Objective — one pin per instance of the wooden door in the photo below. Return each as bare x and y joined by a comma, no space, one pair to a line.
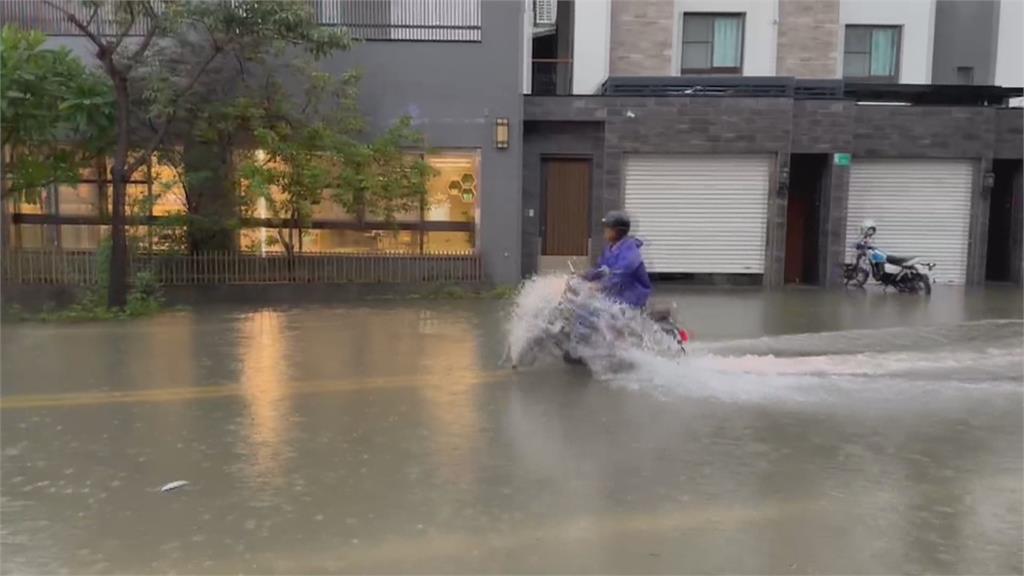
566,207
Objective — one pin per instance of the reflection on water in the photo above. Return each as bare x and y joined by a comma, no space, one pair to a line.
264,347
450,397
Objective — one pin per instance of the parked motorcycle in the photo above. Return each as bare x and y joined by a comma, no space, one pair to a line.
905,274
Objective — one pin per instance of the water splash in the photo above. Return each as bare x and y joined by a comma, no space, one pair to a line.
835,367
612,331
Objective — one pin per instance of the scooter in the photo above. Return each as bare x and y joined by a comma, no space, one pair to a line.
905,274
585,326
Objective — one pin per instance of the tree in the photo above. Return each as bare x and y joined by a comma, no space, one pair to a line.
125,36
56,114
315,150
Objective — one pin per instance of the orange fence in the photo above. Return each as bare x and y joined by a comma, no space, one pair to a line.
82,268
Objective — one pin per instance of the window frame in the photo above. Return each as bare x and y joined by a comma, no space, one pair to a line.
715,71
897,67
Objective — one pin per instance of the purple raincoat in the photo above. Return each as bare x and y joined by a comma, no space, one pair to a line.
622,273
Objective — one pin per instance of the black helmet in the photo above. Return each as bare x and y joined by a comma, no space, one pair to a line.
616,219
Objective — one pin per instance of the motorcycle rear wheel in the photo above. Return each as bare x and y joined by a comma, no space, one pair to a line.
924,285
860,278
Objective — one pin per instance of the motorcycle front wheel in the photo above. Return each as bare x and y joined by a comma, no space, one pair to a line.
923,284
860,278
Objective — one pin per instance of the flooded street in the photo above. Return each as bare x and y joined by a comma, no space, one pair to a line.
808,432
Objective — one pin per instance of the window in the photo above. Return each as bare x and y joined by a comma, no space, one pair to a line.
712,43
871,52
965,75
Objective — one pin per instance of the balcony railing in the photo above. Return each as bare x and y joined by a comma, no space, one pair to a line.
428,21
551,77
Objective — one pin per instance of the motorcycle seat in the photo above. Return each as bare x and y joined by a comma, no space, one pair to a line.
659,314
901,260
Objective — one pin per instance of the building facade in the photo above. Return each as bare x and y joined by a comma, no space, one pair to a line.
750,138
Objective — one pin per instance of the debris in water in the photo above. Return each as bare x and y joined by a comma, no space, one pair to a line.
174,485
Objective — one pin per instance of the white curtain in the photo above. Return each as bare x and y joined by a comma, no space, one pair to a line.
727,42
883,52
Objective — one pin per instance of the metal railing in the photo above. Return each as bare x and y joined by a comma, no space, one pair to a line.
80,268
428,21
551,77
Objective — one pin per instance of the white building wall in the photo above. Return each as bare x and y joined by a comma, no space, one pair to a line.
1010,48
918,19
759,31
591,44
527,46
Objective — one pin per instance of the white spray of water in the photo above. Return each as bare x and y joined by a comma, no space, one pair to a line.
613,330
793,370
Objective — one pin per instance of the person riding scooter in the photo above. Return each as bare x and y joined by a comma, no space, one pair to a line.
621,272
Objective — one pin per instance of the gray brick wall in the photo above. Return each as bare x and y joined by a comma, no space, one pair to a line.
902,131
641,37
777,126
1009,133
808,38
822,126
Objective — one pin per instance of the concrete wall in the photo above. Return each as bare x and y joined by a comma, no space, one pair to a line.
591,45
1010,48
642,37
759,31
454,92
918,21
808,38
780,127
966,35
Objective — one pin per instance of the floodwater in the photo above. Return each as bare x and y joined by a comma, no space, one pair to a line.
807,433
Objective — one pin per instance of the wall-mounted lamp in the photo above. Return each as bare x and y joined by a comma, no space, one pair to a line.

> **WHAT YOU HAVE TO DO**
Write out again everything from the line containing "Objective — one pin per instance of the white spray" down to the end of the entries, requests included. Multiply each x and y coordinate in the answers by 0.45 and round to whole numbers, with halves going up.

> **WRITTEN SOLUTION**
Objective — one pin per instance of the white spray of water in the photo above. Return each as bare x and y joined by a comma, no space, one pair to a line.
276,149
357,167
Objective — one pin per instance of the person riding scooter in the photo above. Return each as bare x and y joined by a comma, no space, one pair to a line.
279,122
Objective — one pin per instance of the gray brick wall in the photo above. Return each as bare x and y joined by a comma, no space, one pair to a line.
406,59
288,17
350,57
454,60
364,17
370,57
Objective — one pin per instance of the concrete wall in the photo above. Return each as bare x and y joined by a comma, no space, one pair to a line.
266,20
455,22
289,17
342,14
204,41
413,9
364,17
351,57
435,16
Objective — one pin per instance of the floodwater in the photo above. Return each as bare x and y joined by a comma, no space, one pair to a line.
363,195
Objective — one pin per instance of the wall-mounted lamp in the photo above. Return each as bare x and y joined by a comma, no space, one pair to a line.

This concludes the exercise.